───── EXTRACT PROVIDED
"unsinkable ship" has moved to a new space at un-sink.tumblr.com. If you were redirected here in search of an old post, you may scour the archives on Tumblr to see if it's there. Otherwise, it's no longer for public consumption.

Thanks for visiting! -Claire

Sunday, February 9, 2020

Loneliness and Aloneness

The other night, I had dinner with my brother, his girlfriend, his 2 friends, and my boyfriend.

It wasn't a formal sit-down or anything. The indignation protest against the illegal arrest of 5 activists in Tacloban City, Leyte had just ended and I was in UP Cebu when my brother texted for me to eat at home because his friend, a culinary graduate, is cooking dinner at the house. It was also just timely that my boyfriend was also coming over that night. He had only met my brother's 2 friends once before, around the early months of our relationship nearly 3 years ago.

We had chicken stir fry, by the way. It was really good and we enjoyed toasted sesame seeds, leftover chocolate lava cake, and leche flan amid all the banter and light conversation.

Later, when my boyfriend and I retreated to my bed (I share a room with my brother and his girlfriend), I explained to him, in relation to our conversation over dinner, that this was what I grew up with: my brother's best friends coming over, them cooking (one of them just lazing around choosing a movie), playing on the PlayStation (back then we had a secondhand PS2; now they play on a PS4), and having sleepovers. I distinctly remember one summer when they stayed at our house for weeks and only going home at times to their respective houses. 

Our house then (in Bulacao) wasn't even necessarily a big house. It had two stories, but the upstairs space was mostly taken up by the master's bedroom so they really only had the combined living room and kitchen area to move around in. And even then, they still gravitated towards our house no matter what. And we lived in a different city, too, (i.e. not anywhere near downtown) and distance still wasn't a concern to them.

After explaining all this to my boyfriend, he, as perceptive as he is, said, "Is this why you always want people to come over to your house? Because you grew up seeing that with your brother and his friends?"

I was silent for a moment. It was true. Back in Bulacao, I always tried to invite friends to come over. When we transferred to Lahug, I always presented to hang out at my place after a night of dinner or drinking with my friends. I never related it to seeing my brother's friends a lot growing up, though, because I had long accepted that my brother, as a known "cool kid," would always have the livelier social life than me.

That night, I had come from intense emotional turmoil stemming from a round of arguments with my parents after news broke of the 5 activists—people I know personally and can therefore attest to not being terrorists, criminals, nor armedgetting arrested so I was being pensive and somewhat melancholic when I replied to my boyfriend with "Is it obvious how lonely I am?"

 


"Noooo, don't say that," he said before hugging me. Well, hugging into me as he basically ground himself into my shoulder.

I hadn't thought about being lonely in a long time.

I grew up convincing myself that I wasn't lonely, as lonely was a feeling. I preferred to anchor how I viewed myself on objective data: I was just alone, but I wasn't lonely. So I never used the word 'lonely' to describe myself. I mean, I had friends and I understood they had lives of their own (in elementary school, this meant they were picked up earlier than me) so I didn't mind then if I ended up alone after a school day. You could say that I got used to it.
──────────
───── EXTRACTED INFORMATION
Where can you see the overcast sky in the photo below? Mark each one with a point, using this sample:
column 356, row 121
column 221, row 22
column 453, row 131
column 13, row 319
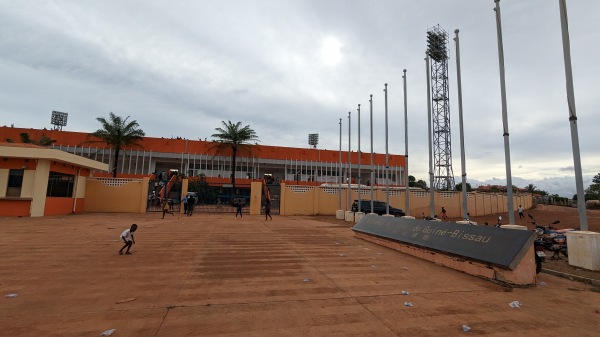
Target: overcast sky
column 290, row 68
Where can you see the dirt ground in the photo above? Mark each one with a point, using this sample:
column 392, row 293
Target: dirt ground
column 545, row 215
column 215, row 275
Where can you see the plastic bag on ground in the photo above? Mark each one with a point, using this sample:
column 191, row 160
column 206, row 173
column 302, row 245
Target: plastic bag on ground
column 108, row 332
column 515, row 304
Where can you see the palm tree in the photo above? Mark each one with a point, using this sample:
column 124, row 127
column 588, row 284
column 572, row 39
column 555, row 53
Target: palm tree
column 117, row 133
column 236, row 138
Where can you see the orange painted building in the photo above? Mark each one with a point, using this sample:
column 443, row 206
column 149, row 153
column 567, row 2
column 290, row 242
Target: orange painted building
column 38, row 181
column 193, row 157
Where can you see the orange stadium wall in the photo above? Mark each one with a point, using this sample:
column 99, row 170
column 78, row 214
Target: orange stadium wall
column 115, row 195
column 317, row 200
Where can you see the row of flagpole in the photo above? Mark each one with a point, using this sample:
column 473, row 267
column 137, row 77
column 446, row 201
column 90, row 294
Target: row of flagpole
column 572, row 121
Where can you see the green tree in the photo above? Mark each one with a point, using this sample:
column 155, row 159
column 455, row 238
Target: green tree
column 421, row 184
column 593, row 191
column 531, row 188
column 233, row 138
column 458, row 187
column 117, row 133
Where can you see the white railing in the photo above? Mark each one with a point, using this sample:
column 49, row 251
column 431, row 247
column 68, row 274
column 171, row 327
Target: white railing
column 115, row 181
column 300, row 188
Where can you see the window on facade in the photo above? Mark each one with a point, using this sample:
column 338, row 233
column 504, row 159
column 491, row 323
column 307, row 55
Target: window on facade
column 15, row 182
column 60, row 185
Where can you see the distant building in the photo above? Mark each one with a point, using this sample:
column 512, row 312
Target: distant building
column 305, row 166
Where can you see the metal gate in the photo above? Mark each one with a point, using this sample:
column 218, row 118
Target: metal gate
column 275, row 192
column 154, row 204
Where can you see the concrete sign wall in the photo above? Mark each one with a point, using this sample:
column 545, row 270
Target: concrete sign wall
column 502, row 247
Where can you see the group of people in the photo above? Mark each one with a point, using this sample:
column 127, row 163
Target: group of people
column 188, row 204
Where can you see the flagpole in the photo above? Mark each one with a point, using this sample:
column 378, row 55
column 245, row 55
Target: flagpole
column 387, row 163
column 359, row 176
column 340, row 170
column 372, row 168
column 407, row 193
column 573, row 116
column 349, row 170
column 511, row 212
column 462, row 134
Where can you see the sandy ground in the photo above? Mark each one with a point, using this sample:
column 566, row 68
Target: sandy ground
column 215, row 275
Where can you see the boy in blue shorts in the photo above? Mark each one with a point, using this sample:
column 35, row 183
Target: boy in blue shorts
column 127, row 237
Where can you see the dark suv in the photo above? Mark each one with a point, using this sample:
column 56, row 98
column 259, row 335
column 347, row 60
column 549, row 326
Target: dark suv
column 379, row 207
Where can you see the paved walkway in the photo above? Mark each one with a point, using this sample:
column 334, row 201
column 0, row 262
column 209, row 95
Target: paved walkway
column 215, row 275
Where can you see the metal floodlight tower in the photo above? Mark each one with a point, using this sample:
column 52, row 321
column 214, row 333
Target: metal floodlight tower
column 313, row 139
column 59, row 119
column 437, row 41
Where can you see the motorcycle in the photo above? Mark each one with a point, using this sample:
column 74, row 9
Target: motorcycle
column 550, row 239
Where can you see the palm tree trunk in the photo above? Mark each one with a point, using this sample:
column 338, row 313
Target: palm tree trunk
column 117, row 150
column 233, row 164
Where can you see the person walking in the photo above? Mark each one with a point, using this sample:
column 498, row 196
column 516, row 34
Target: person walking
column 127, row 237
column 191, row 202
column 238, row 210
column 166, row 208
column 520, row 210
column 268, row 210
column 185, row 204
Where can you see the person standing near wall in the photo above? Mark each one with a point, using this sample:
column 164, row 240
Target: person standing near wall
column 268, row 210
column 185, row 204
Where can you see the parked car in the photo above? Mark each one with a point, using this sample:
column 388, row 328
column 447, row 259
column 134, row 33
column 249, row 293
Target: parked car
column 379, row 207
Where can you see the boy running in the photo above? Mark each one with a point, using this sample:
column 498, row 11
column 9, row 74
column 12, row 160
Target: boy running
column 127, row 237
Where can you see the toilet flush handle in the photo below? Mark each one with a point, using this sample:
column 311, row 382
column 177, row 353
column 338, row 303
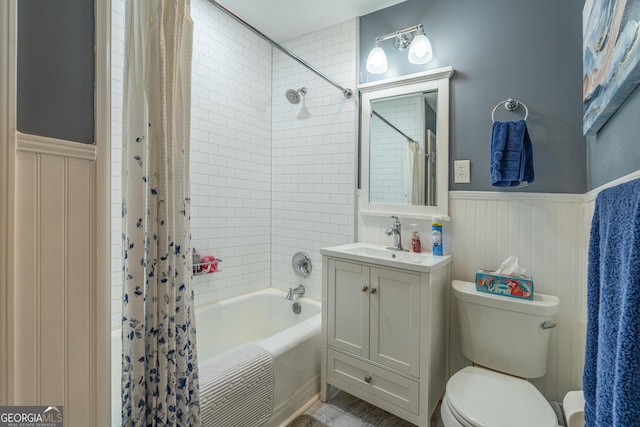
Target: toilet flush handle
column 548, row 325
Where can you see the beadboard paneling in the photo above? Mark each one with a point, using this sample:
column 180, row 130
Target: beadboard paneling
column 546, row 232
column 54, row 259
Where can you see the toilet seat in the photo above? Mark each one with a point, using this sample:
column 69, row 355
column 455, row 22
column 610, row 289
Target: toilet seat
column 478, row 397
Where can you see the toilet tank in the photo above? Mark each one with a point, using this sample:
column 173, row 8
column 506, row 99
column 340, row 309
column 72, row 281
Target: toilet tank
column 502, row 333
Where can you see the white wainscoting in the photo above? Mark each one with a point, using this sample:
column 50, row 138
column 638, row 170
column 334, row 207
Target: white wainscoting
column 54, row 333
column 547, row 233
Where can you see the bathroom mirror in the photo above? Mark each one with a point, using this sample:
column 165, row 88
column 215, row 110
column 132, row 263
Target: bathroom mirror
column 405, row 145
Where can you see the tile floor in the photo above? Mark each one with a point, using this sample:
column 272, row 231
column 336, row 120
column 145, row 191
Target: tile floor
column 344, row 410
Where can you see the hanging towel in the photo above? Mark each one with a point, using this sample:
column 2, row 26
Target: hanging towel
column 611, row 379
column 511, row 154
column 236, row 388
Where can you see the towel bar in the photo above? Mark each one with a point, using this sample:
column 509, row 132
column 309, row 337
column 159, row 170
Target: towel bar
column 510, row 104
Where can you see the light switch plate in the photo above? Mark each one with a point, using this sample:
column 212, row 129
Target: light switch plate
column 462, row 174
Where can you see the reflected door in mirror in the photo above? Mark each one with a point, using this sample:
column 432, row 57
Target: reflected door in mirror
column 402, row 150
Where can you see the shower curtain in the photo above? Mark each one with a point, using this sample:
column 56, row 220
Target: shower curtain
column 414, row 173
column 159, row 360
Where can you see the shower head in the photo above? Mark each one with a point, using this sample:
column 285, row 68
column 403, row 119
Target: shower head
column 293, row 96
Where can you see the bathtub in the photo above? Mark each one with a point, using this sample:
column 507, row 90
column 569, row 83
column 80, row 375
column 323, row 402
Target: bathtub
column 263, row 317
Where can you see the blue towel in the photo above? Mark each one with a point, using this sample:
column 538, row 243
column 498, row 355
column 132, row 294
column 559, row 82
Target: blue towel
column 511, row 154
column 611, row 379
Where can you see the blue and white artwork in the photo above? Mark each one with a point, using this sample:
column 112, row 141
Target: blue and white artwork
column 611, row 58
──────────
» **TASK A**
Answer these questions about the blog post on loneliness and aloneness:
(i) What main dish was served at the dinner?
(ii) Who cooked that dinner?
(iii) To what place did the writer's family move after Bulacao?
» **TASK B**
Go on with the blog post on loneliness and aloneness, picking up after its final sentence.
The rows are separate material and have no connection to the blog post on loneliness and aloneness.

» **TASK RESPONSE A**
(i) Chicken stir fry.
(ii) A friend of the writer's brother, a culinary graduate.
(iii) Lahug.

» **TASK RESPONSE B**
I also did things alone. I still do things alone. I work better as a one-woman team. That makes it sound like I'm bad in a group, but up until 2018, I never learned how to properly delegate workload without slight micromanaging. I don't know how no one has cut off my head for that. I learned how to do most things so I would never feel the need to rely on other people and I suppose that's the irony, because I keep getting elected in leadership positions in organizations that need me to rely on other people.

In hindsight, being in leadership positions made people talk to me. I had always looked intimidating to people. Throughout elementary and high school, I was told I had a 'resting bitch face' so people were always scared by me and they didn't mince words telling me this, which I appreciated. And again, weird, because as soon as I entered college, people would tell me I had a baby face and that I was 'so cute.'

Now I wonder what my life would have been like if I didn't have leadership positions, if people didn't see me as a responsible person or groupmate. Would people have talked to me? Would they have made friends with me?

I'm just at that point of my life where I'm finding it hard to believe that there are people who truly enjoy my presence or that there are people who genuinely like to talk to me or hear what I say. That throughout my life, people were just scared of me.

At the height of friendship problems when I was 16, I once tweeted, "Loneliness is a hollow pit in the stomach that cannot be filled." If you ask me if I still feel that way, I'll tell you honestly that yes. I do. I have operated alone for most of my life. As a child, I didn't have friends. We kept transferring, too. And I didn't know how to make friends in new schools at the age of 7. But people talked to me anyway. Ended up getting elected as class secretary from Grade 1 to Grade 10 for some reason. I just don't have a measure of whether they actually like my presence or not and it's probably better that I don't because then I'd spiral and feel bad about myself.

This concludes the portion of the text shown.